### EXERCISE DETAILS
Rescale the rows from the line containing "of the quartz" through the end of the rows, and give only those lines again, requests included. Multiply every point coordinate in the answers by 1.7, round to whole numbers with halves going up, and leave the pictures out.

--- start ENTRIES SUPPLIED ---

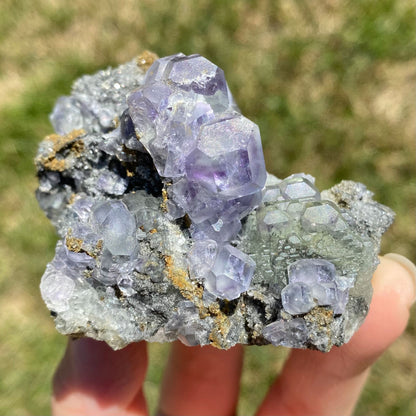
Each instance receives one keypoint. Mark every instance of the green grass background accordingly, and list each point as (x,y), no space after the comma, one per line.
(330,83)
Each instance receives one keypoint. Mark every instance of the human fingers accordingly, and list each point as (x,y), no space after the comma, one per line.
(315,383)
(93,379)
(201,381)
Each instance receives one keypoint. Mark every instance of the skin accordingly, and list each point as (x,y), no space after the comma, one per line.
(92,379)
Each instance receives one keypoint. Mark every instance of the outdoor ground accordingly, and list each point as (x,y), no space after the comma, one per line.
(330,83)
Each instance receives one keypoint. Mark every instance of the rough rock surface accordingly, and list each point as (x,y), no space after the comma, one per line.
(170,227)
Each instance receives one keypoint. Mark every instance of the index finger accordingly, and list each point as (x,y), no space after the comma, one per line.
(92,379)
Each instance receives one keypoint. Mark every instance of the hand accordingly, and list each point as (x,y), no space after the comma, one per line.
(92,379)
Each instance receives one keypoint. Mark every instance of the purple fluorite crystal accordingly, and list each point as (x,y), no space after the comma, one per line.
(209,154)
(314,282)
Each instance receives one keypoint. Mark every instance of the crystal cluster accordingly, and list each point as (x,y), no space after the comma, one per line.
(170,228)
(211,157)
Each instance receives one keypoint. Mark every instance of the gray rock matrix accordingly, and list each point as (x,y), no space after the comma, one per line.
(126,269)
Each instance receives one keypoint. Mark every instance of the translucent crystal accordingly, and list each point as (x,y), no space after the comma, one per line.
(297,298)
(170,228)
(231,273)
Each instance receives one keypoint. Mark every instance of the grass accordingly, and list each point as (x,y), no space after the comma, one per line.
(330,85)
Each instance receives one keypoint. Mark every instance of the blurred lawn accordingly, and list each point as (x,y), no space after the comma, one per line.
(330,83)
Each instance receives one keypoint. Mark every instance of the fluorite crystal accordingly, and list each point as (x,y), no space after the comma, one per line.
(170,227)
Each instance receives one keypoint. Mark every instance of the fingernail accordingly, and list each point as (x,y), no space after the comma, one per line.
(409,267)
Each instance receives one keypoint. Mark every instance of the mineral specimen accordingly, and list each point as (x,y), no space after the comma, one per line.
(170,227)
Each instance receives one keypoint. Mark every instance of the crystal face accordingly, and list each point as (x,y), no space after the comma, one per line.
(211,155)
(171,228)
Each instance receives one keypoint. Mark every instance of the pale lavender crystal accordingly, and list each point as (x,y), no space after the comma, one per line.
(231,273)
(314,282)
(163,207)
(299,188)
(202,256)
(297,298)
(210,155)
(228,158)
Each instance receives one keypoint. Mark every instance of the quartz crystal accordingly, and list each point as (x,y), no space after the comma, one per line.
(171,228)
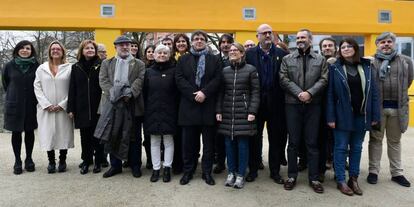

--- end ENTRIES SUPPLIED ---

### THE OUTPUT
Each instance receives one keypoint. Mark every instance of the quartz crystal accordingly, and list each point as (x,y), no space after the comma, one per line.
(291,388)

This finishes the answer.